[Point annotation dataset records]

+ + + +

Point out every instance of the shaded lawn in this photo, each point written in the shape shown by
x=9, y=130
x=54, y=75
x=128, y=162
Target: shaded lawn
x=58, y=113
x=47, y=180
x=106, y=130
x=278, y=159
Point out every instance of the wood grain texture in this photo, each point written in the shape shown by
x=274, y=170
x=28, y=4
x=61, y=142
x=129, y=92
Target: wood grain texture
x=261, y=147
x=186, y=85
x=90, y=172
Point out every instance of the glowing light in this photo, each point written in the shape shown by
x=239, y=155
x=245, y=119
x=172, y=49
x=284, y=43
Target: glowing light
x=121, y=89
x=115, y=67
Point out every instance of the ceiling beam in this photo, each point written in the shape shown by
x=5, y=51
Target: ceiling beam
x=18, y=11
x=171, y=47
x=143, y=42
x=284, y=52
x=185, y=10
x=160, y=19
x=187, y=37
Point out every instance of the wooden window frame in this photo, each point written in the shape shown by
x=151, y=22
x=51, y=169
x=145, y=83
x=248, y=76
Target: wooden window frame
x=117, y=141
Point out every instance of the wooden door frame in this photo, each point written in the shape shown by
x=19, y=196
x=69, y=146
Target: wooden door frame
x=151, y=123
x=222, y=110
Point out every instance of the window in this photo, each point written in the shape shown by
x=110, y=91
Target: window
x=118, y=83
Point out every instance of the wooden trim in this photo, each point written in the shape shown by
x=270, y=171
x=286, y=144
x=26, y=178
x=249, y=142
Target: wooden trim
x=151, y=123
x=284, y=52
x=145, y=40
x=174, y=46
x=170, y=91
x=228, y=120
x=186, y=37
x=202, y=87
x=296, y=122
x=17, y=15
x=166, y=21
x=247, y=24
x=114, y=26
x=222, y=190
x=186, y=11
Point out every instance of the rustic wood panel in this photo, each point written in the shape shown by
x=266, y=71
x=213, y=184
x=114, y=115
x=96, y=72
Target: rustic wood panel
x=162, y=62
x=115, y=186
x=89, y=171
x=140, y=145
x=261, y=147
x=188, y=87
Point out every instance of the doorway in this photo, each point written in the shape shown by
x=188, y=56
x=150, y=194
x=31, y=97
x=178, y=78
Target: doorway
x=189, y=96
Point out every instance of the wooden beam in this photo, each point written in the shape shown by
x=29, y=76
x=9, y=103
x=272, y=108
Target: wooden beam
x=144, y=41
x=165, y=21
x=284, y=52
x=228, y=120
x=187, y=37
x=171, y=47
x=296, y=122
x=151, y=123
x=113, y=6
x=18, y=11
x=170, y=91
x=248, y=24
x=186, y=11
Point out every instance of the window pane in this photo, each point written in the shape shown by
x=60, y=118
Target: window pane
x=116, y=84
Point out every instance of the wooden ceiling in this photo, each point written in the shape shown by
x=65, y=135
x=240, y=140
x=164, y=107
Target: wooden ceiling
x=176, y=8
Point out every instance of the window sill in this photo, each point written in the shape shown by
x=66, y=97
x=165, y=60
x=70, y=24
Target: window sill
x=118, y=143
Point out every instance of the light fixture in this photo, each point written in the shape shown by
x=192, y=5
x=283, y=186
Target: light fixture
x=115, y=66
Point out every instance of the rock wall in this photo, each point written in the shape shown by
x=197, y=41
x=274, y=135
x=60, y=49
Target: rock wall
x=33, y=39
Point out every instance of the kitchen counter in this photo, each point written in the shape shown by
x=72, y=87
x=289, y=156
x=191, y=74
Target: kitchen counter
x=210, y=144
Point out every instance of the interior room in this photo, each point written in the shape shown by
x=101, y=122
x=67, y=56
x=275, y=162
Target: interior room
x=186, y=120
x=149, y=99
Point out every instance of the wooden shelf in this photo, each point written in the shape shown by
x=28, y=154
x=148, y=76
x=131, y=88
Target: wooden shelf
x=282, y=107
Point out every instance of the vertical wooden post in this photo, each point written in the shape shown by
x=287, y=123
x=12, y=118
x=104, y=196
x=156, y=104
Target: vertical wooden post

+ + + +

Copy all of the records above back out line for line, with nothing changed.

Point out every instance of the shaded lawn in this photo, each point written in the shape shown by
x=9, y=130
x=54, y=75
x=128, y=162
Target: shaded lawn
x=58, y=113
x=47, y=180
x=106, y=130
x=278, y=159
Point out every instance of the wood grain texture in this photo, each point written in the shape shown by
x=274, y=170
x=28, y=4
x=61, y=142
x=129, y=92
Target: wood grain texture
x=261, y=147
x=186, y=85
x=90, y=172
Point out every instance of the glowing light in this photo, each point written in the shape shown by
x=239, y=155
x=245, y=119
x=172, y=49
x=284, y=43
Target: glowing light
x=121, y=89
x=115, y=67
Point out every instance of the ceiling beam in this photo, each point written in the shape shown by
x=5, y=51
Target: ceiling beam
x=18, y=11
x=171, y=47
x=143, y=42
x=284, y=52
x=185, y=10
x=160, y=19
x=187, y=37
Point out every instance of the wooden window frame in this photo, each point written in the shape shown by
x=151, y=22
x=51, y=169
x=145, y=83
x=248, y=76
Target: wooden window frame
x=117, y=141
Point out every instance of the wooden door frame in this photo, each point written in the shape shown by
x=19, y=196
x=69, y=146
Target: wooden door frame
x=151, y=123
x=222, y=110
Point out every instance of the window in this photo, each point written in the shape shown by
x=110, y=91
Target: window
x=118, y=83
Point out every instance of the wooden trim in this photo, each point written in the shape shown by
x=270, y=171
x=286, y=144
x=26, y=178
x=249, y=142
Target: wooden trim
x=151, y=123
x=284, y=52
x=145, y=40
x=174, y=46
x=170, y=91
x=228, y=120
x=186, y=37
x=202, y=87
x=296, y=122
x=17, y=15
x=166, y=21
x=247, y=24
x=114, y=26
x=222, y=190
x=186, y=11
Point out every instance of the rustic wood panel in this photo, each point written in the shape shown by
x=266, y=71
x=213, y=184
x=114, y=115
x=96, y=72
Target: rustic wood panel
x=162, y=62
x=115, y=186
x=89, y=171
x=140, y=145
x=261, y=147
x=188, y=87
Point out every instance of the doorway in this photo, each point written in the shape shown by
x=188, y=56
x=150, y=194
x=31, y=97
x=178, y=78
Target: doorway
x=189, y=96
Point out every instance of the wooden beam in this photo, each point written in the shape shown by
x=29, y=76
x=9, y=103
x=272, y=108
Target: wooden beam
x=144, y=41
x=165, y=21
x=284, y=52
x=228, y=120
x=187, y=37
x=171, y=47
x=296, y=122
x=151, y=123
x=113, y=6
x=18, y=11
x=170, y=91
x=248, y=24
x=186, y=11
Point out every instance of the window pane in this photo, each point written in the shape shown by
x=60, y=118
Target: window pane
x=116, y=84
Point out every instance of the wooden ceiling in this photo, each point written in the shape shown by
x=65, y=135
x=240, y=140
x=164, y=107
Target: wooden ceiling
x=176, y=8
Point out every instance of the window sill in this photo, each point written in the shape shown by
x=66, y=97
x=165, y=60
x=70, y=24
Target: window sill
x=118, y=143
Point out every instance of the light fixture in this photo, each point written in the shape shown by
x=192, y=5
x=283, y=186
Target: light fixture
x=115, y=66
Point out every instance of the rock wall in this photo, each point written in the shape shown by
x=197, y=41
x=274, y=135
x=60, y=49
Target: rock wall
x=33, y=39
Point out every instance of the kitchen counter in this photo, each point written in the shape shown by
x=72, y=87
x=289, y=156
x=191, y=74
Target: kitchen counter
x=210, y=144
Point out every instance of the interior room in this photo, each point written in the shape shown by
x=101, y=122
x=67, y=56
x=275, y=162
Target: interior room
x=186, y=120
x=149, y=99
Point out every instance of the wooden shelf in this photo, each point written in the shape shown by
x=28, y=154
x=148, y=76
x=131, y=88
Target: wooden shelf
x=282, y=107
Point out every instance of the vertical wooden post in this photo, each point written in the shape shown by
x=287, y=123
x=12, y=118
x=104, y=196
x=156, y=104
Target: vertical wooden post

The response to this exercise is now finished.